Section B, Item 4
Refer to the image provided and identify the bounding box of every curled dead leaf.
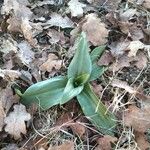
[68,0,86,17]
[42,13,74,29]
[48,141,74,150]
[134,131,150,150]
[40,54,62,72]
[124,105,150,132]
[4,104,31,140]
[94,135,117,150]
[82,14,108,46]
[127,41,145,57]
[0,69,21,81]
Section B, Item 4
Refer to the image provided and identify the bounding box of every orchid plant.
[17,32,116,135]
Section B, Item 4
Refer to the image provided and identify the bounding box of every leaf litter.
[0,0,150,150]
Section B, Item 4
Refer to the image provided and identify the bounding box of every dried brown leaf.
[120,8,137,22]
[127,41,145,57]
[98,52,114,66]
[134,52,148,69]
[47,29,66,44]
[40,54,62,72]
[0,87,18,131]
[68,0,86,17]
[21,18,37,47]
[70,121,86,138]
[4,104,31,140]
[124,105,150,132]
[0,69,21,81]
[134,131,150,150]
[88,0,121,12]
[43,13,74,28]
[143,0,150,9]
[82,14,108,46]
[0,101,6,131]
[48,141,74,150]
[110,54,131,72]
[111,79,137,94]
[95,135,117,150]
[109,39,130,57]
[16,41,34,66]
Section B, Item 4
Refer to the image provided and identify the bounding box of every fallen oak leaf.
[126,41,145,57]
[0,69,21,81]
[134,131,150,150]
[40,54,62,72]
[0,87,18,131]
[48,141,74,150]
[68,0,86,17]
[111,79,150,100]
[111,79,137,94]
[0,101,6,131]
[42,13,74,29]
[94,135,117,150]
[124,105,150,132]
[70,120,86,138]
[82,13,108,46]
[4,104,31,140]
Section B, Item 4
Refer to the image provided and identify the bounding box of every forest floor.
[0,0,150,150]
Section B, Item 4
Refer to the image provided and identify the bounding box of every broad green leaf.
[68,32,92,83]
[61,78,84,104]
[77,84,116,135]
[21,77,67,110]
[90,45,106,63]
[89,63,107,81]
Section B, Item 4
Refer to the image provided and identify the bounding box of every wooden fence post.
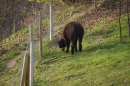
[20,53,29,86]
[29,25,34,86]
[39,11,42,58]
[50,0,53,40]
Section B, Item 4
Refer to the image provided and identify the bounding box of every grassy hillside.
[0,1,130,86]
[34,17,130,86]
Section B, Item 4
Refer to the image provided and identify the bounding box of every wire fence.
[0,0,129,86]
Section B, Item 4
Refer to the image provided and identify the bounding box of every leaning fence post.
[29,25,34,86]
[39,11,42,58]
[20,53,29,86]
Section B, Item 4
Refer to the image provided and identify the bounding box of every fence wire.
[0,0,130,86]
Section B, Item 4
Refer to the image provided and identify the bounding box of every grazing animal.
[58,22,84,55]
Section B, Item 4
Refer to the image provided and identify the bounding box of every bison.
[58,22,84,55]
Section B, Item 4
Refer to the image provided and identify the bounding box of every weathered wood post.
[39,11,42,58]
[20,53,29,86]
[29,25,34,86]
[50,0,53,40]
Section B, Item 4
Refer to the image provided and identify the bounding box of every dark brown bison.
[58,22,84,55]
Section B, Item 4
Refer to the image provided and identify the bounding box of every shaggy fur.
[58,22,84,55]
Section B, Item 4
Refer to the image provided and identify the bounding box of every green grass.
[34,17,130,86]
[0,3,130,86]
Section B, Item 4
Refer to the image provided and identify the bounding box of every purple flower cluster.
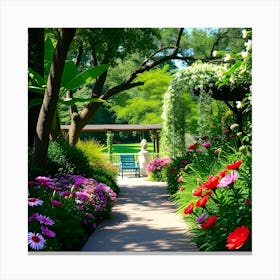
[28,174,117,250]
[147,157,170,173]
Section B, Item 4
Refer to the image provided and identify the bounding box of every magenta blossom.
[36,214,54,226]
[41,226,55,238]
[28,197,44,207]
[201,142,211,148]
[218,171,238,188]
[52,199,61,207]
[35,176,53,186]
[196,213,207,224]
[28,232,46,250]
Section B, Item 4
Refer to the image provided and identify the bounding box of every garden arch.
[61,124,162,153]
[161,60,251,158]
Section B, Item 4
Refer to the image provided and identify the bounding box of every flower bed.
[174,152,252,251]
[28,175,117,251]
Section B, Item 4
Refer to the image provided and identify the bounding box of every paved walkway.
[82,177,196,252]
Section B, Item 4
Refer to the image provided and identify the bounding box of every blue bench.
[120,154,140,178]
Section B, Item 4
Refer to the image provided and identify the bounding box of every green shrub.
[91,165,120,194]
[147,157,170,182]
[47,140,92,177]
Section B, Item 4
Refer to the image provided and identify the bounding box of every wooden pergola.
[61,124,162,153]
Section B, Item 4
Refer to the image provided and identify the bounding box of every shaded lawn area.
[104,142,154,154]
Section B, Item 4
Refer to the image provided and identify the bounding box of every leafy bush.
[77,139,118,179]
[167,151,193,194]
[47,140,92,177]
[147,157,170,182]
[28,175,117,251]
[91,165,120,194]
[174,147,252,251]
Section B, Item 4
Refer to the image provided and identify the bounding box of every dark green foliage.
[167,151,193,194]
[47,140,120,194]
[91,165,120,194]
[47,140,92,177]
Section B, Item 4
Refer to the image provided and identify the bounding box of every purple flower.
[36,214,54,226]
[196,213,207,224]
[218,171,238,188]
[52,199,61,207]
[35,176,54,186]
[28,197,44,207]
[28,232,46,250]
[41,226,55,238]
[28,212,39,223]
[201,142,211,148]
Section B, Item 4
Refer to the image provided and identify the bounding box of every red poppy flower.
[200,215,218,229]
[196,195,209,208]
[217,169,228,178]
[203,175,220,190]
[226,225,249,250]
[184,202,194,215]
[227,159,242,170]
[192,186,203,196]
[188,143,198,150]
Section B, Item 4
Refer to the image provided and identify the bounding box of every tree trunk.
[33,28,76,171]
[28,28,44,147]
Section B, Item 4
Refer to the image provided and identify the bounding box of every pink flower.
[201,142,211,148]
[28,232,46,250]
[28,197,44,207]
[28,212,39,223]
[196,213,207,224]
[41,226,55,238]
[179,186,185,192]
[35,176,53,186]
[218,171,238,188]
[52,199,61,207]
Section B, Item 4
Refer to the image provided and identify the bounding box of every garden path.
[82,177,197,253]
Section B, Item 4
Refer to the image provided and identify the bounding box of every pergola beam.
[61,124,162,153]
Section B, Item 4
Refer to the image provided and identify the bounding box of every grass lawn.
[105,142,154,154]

········

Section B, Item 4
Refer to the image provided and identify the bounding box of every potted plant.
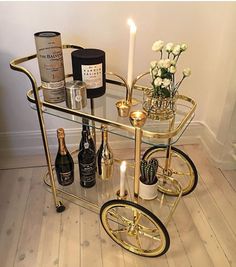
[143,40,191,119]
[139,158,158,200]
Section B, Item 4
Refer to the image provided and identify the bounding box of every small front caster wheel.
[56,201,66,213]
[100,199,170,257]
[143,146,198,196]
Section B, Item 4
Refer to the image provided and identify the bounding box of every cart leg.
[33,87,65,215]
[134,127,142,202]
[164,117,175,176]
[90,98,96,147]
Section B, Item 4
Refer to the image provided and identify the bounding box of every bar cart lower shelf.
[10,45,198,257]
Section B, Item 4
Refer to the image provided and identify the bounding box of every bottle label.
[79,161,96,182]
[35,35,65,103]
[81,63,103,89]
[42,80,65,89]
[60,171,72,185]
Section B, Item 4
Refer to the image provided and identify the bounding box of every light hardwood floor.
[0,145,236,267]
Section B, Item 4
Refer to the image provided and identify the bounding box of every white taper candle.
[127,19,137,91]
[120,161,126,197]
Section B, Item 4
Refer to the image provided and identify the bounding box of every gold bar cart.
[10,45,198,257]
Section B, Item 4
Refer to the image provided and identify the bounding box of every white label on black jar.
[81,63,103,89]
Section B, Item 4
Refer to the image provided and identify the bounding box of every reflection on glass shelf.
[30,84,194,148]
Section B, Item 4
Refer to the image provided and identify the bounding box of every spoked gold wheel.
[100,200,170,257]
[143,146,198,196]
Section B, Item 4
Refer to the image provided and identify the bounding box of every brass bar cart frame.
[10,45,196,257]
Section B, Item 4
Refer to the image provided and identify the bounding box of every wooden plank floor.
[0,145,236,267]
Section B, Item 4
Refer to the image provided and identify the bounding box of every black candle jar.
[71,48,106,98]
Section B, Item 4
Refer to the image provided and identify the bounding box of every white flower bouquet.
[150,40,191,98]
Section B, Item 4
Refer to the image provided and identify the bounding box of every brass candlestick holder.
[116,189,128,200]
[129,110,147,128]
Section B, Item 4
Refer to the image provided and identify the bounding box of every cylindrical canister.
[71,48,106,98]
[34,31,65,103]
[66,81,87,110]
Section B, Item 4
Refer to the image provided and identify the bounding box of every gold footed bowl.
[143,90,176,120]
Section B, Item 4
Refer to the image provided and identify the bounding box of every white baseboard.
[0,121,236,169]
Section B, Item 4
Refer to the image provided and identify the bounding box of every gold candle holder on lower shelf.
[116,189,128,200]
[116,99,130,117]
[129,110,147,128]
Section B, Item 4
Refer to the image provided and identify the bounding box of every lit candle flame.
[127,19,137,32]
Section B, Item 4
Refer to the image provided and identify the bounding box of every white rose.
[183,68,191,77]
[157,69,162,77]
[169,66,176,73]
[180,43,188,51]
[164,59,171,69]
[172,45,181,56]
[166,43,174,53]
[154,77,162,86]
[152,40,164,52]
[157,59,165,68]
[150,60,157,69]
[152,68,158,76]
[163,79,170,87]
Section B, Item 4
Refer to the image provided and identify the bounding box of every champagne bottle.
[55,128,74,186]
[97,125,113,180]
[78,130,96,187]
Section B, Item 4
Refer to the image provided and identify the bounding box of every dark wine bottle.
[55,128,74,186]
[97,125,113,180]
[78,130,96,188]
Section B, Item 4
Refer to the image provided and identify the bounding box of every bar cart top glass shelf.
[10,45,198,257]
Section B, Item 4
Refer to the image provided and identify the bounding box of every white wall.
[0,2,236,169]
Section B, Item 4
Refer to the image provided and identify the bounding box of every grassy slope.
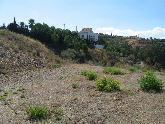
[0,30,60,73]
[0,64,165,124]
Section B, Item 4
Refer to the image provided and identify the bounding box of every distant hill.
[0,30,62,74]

········

— PROBLEM DESCRIPTION —
Locate every line in the listing that contains the word "brass" and copy each one.

— OUTPUT FOR THIS TASK —
Refer to the image provided and identify the bounding box of every brass bar cart frame.
Refer to the image provided and identify the bounding box of every brass candlestick holder.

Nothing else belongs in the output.